Pointing dataset excerpts:
..............................
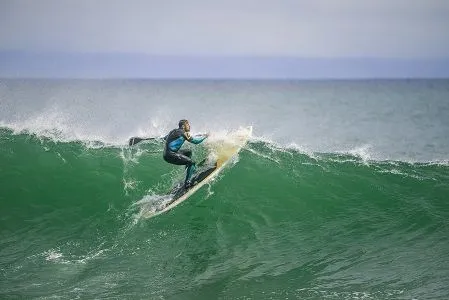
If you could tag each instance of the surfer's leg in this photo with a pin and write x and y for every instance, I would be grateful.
(190, 170)
(178, 158)
(186, 152)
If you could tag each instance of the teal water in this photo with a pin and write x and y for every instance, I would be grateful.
(341, 193)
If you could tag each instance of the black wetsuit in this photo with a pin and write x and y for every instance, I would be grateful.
(172, 153)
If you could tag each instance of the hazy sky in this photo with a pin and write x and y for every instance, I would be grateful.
(331, 29)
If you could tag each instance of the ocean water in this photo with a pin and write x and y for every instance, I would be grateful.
(342, 192)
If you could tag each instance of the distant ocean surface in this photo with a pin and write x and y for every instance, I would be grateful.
(341, 193)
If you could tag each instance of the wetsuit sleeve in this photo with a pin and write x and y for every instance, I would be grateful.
(195, 139)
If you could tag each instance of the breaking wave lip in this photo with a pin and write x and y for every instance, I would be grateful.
(45, 129)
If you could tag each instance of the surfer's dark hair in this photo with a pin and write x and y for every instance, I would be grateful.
(182, 122)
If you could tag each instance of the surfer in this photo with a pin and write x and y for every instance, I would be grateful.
(173, 142)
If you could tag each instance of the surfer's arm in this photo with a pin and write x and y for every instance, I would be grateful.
(195, 139)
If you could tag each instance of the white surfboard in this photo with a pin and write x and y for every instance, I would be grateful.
(222, 150)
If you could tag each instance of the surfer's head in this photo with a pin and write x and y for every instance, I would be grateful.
(184, 124)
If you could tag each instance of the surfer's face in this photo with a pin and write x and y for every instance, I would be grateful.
(186, 126)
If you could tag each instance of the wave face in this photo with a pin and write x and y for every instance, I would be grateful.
(278, 223)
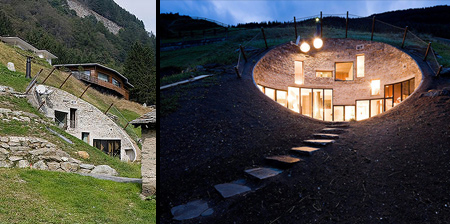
..............................
> **Brief**
Pull out each line of the records above that contains the word "ocean". Only lines where the capitalization matches count.

> **Response**
If you could tag each instance of the ocean water in this photo with a pin and write x and y for every instance, I would be grateful.
If you could tag each instance of the distant ocean surface in this photo with a pin and write x and y for every instance, I would be grateful.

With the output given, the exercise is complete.